-- START DATA SHOWN --

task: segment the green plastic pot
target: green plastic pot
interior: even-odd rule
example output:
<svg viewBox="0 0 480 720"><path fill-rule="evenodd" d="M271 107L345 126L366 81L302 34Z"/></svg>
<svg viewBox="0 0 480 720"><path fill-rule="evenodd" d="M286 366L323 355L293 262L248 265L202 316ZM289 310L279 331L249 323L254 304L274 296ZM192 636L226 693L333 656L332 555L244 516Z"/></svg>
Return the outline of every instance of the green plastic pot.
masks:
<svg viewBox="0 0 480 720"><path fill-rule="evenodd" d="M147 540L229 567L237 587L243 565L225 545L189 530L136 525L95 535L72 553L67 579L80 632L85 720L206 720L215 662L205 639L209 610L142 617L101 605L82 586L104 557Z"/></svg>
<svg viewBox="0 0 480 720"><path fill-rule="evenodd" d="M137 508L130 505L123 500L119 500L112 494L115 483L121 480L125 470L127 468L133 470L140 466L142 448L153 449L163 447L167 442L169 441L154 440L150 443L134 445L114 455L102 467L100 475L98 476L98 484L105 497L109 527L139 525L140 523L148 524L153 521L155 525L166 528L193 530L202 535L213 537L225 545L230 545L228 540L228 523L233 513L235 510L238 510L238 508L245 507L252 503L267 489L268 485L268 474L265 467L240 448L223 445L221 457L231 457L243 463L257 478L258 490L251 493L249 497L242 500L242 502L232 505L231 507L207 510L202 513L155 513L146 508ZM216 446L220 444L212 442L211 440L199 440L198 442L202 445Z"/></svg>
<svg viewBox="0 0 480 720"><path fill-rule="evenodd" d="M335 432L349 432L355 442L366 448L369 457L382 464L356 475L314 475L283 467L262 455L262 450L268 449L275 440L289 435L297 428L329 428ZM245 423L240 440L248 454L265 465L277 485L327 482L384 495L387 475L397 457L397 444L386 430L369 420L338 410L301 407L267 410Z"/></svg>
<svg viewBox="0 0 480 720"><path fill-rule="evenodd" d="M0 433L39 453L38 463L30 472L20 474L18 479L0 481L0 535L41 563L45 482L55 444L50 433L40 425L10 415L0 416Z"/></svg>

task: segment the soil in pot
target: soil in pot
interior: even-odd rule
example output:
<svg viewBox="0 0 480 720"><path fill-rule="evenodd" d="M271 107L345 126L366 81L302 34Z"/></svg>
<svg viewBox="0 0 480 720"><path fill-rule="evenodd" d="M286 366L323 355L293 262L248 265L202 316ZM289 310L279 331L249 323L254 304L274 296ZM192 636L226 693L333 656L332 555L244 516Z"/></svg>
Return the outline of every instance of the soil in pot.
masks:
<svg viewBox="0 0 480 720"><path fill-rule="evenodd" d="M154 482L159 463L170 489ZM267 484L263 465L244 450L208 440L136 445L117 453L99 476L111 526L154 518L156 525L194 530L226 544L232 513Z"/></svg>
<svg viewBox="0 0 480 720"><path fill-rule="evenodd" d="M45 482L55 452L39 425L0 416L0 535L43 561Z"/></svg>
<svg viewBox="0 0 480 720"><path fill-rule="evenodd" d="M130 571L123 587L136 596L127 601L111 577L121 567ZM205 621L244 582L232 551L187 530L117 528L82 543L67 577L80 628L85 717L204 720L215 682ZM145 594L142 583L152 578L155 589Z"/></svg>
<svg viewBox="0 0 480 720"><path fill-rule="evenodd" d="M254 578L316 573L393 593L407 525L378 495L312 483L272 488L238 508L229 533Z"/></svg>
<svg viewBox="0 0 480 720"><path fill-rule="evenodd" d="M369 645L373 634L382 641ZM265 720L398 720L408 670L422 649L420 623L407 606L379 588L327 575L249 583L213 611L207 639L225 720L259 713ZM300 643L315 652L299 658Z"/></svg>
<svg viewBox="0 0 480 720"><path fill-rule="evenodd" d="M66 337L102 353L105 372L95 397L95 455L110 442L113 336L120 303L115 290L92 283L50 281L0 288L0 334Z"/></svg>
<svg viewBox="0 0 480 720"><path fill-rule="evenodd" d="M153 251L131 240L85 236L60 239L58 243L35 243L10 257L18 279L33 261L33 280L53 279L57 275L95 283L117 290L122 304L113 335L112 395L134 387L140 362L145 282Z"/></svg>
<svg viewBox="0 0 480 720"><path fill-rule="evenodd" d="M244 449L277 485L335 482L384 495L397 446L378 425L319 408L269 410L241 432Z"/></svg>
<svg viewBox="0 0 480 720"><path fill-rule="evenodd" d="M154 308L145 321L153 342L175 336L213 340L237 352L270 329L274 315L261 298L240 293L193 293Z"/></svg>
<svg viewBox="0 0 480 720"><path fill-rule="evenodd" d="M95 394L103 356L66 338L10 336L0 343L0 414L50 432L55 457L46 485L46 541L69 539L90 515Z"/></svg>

-- END DATA SHOWN --

Please convert all of the data above into a Markdown table with the columns Row and Line. Put each nonblank line in its own row, numbered in order, and leave out blank lines.

| Row | Line |
|---|---|
| 1 | task: segment the green plastic pot |
| 2 | target: green plastic pot |
| 3 | interior: even-odd rule |
| 4 | example output: |
| 5 | <svg viewBox="0 0 480 720"><path fill-rule="evenodd" d="M271 107L345 126L366 81L302 34Z"/></svg> |
| 6 | <svg viewBox="0 0 480 720"><path fill-rule="evenodd" d="M286 366L323 355L293 262L248 265L202 316ZM289 310L279 331L249 323L254 304L274 296ZM192 636L226 693L333 656L332 555L244 516Z"/></svg> |
| 7 | Return the outline of every instance of the green plastic pot. |
| 8 | masks: |
| 9 | <svg viewBox="0 0 480 720"><path fill-rule="evenodd" d="M147 540L229 567L237 587L243 565L225 545L189 530L136 525L95 535L72 553L67 579L80 632L85 720L206 720L215 662L205 639L209 610L142 617L101 605L82 586L104 557Z"/></svg> |
| 10 | <svg viewBox="0 0 480 720"><path fill-rule="evenodd" d="M137 508L130 505L123 500L119 500L112 494L115 483L121 480L125 470L127 468L133 470L140 466L142 448L153 449L163 447L167 442L169 441L154 440L150 443L134 445L114 455L102 467L100 475L98 476L98 484L105 497L109 527L139 525L140 523L148 524L153 521L155 525L166 528L193 530L202 535L213 537L225 545L230 545L228 540L228 523L233 513L235 510L238 510L238 508L245 507L252 503L267 489L268 485L268 474L265 467L240 448L223 445L221 457L231 457L243 463L257 478L258 490L251 493L249 497L242 500L242 502L232 505L231 507L207 510L202 513L155 513L146 508ZM216 446L220 444L212 442L211 440L199 440L198 442L202 445Z"/></svg> |
| 11 | <svg viewBox="0 0 480 720"><path fill-rule="evenodd" d="M335 432L349 432L355 442L366 448L369 457L382 464L356 475L314 475L283 467L262 455L262 450L268 449L275 440L289 435L297 428L329 428ZM245 423L240 440L248 454L265 465L277 485L327 482L384 495L387 475L397 457L397 444L386 430L369 420L338 410L301 407L267 410Z"/></svg> |
| 12 | <svg viewBox="0 0 480 720"><path fill-rule="evenodd" d="M0 433L39 453L38 463L30 472L20 474L18 479L0 481L0 535L41 563L45 482L55 444L50 433L40 425L10 415L0 416Z"/></svg> |
| 13 | task: segment the soil in pot |
| 14 | target: soil in pot |
| 15 | interior: even-odd rule |
| 16 | example output: |
| 17 | <svg viewBox="0 0 480 720"><path fill-rule="evenodd" d="M271 107L345 126L366 81L302 34Z"/></svg> |
| 18 | <svg viewBox="0 0 480 720"><path fill-rule="evenodd" d="M286 366L323 355L293 262L248 265L202 316ZM289 310L279 331L249 323L254 304L274 296ZM192 636L226 693L333 656L332 555L244 516Z"/></svg> |
| 19 | Return the outline of every instance of the soil in pot. |
| 20 | masks: |
| 21 | <svg viewBox="0 0 480 720"><path fill-rule="evenodd" d="M154 482L159 463L170 489ZM267 484L263 465L244 450L208 440L136 445L117 453L99 476L111 526L154 518L156 525L194 530L226 544L232 513Z"/></svg> |
| 22 | <svg viewBox="0 0 480 720"><path fill-rule="evenodd" d="M45 482L55 452L39 425L0 416L0 535L43 561Z"/></svg> |
| 23 | <svg viewBox="0 0 480 720"><path fill-rule="evenodd" d="M130 571L123 587L136 596L127 601L111 577L121 567ZM205 621L244 582L232 551L187 530L117 528L82 543L67 577L80 628L85 717L204 720L215 682ZM145 594L142 583L152 578L155 589Z"/></svg> |
| 24 | <svg viewBox="0 0 480 720"><path fill-rule="evenodd" d="M254 578L316 573L393 593L407 525L378 495L312 483L272 488L238 508L229 533Z"/></svg> |
| 25 | <svg viewBox="0 0 480 720"><path fill-rule="evenodd" d="M369 645L373 634L382 641ZM265 720L398 720L408 670L422 649L420 623L407 606L379 588L327 575L249 583L213 611L207 639L225 720L259 713ZM300 643L315 652L299 658Z"/></svg> |
| 26 | <svg viewBox="0 0 480 720"><path fill-rule="evenodd" d="M66 337L102 353L105 372L95 397L95 455L110 442L113 336L120 303L115 290L92 283L50 281L0 288L0 334Z"/></svg> |
| 27 | <svg viewBox="0 0 480 720"><path fill-rule="evenodd" d="M153 251L131 240L85 236L60 239L58 243L35 243L10 257L18 279L33 261L33 280L53 279L57 275L95 283L117 290L122 304L113 335L112 395L134 387L140 362L145 282Z"/></svg> |
| 28 | <svg viewBox="0 0 480 720"><path fill-rule="evenodd" d="M244 449L277 485L335 482L384 495L397 446L378 425L319 408L269 410L241 432Z"/></svg> |
| 29 | <svg viewBox="0 0 480 720"><path fill-rule="evenodd" d="M154 308L145 321L153 342L175 336L213 340L237 352L270 329L274 315L261 298L240 293L193 293Z"/></svg> |
| 30 | <svg viewBox="0 0 480 720"><path fill-rule="evenodd" d="M95 394L103 356L66 338L10 336L0 343L0 414L50 432L55 457L46 485L46 541L69 539L90 515Z"/></svg> |